[The task] Locate every line in the listing below that contains the word "stone" and copy each of those lines.

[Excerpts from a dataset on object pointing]
START

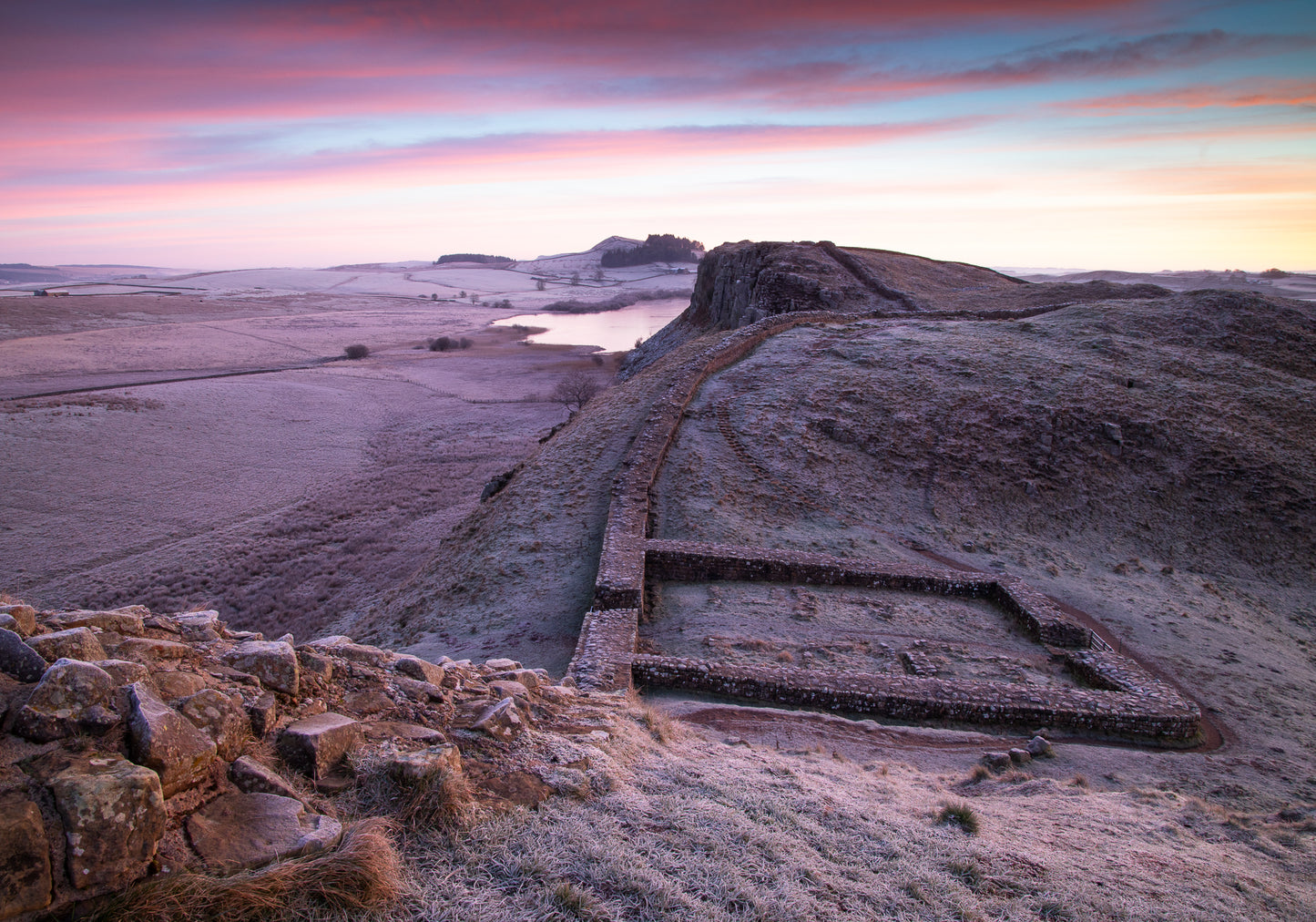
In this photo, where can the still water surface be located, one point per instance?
(611, 331)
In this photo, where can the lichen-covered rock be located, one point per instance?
(426, 765)
(363, 653)
(221, 717)
(272, 661)
(64, 702)
(24, 615)
(153, 650)
(315, 664)
(26, 881)
(177, 684)
(120, 620)
(240, 831)
(419, 691)
(165, 741)
(420, 670)
(502, 721)
(251, 777)
(263, 712)
(74, 643)
(113, 814)
(505, 688)
(199, 626)
(526, 677)
(1038, 747)
(124, 672)
(20, 661)
(319, 743)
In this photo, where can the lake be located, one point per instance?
(611, 331)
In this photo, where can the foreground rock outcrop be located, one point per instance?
(138, 744)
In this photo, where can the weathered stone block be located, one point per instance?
(26, 880)
(249, 830)
(272, 661)
(153, 650)
(174, 684)
(417, 691)
(221, 717)
(62, 700)
(263, 712)
(113, 814)
(502, 721)
(422, 671)
(505, 688)
(199, 626)
(120, 620)
(165, 741)
(24, 614)
(124, 672)
(315, 664)
(20, 661)
(319, 743)
(74, 643)
(251, 777)
(426, 765)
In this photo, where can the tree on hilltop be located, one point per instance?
(657, 248)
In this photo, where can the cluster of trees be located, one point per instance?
(445, 343)
(472, 257)
(657, 248)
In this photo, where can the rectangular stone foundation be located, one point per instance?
(1165, 717)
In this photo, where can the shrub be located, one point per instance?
(574, 392)
(957, 813)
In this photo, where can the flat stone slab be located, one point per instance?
(272, 661)
(162, 739)
(240, 831)
(26, 879)
(74, 643)
(319, 743)
(113, 815)
(20, 661)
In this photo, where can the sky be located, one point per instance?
(237, 133)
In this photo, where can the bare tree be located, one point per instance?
(574, 392)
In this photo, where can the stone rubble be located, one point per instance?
(135, 744)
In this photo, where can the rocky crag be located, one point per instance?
(136, 745)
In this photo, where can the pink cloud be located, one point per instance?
(452, 161)
(1239, 95)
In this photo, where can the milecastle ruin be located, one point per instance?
(1117, 697)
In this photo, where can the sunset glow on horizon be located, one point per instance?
(1095, 133)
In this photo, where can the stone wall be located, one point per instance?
(697, 563)
(1127, 701)
(1164, 718)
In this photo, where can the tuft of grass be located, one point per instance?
(1052, 909)
(957, 813)
(579, 901)
(364, 874)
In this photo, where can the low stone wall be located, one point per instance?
(697, 563)
(604, 650)
(1127, 702)
(1164, 717)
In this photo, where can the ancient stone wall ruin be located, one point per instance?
(1126, 700)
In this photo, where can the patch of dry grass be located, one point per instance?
(363, 875)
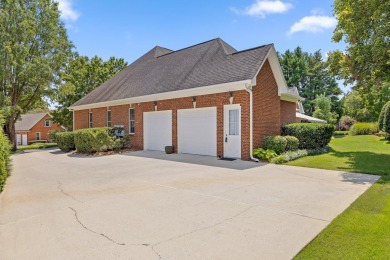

END

[Task result]
In this photo, where can the weathered stone block be located, one point per instance?
In this photo, where can the rectangular stone foundation be located, one point per instance?
In this photo, where can the flat stone slab be located, one point per instance?
In this photo, where can the stone rubble be located, one point per instance?
In this photo, where can the stone wall be located, one point per instance?
In this photo, where can the low stone wall be located, one point per instance?
In this photo, where can the ancient stone wall ruin be located, one point per instance?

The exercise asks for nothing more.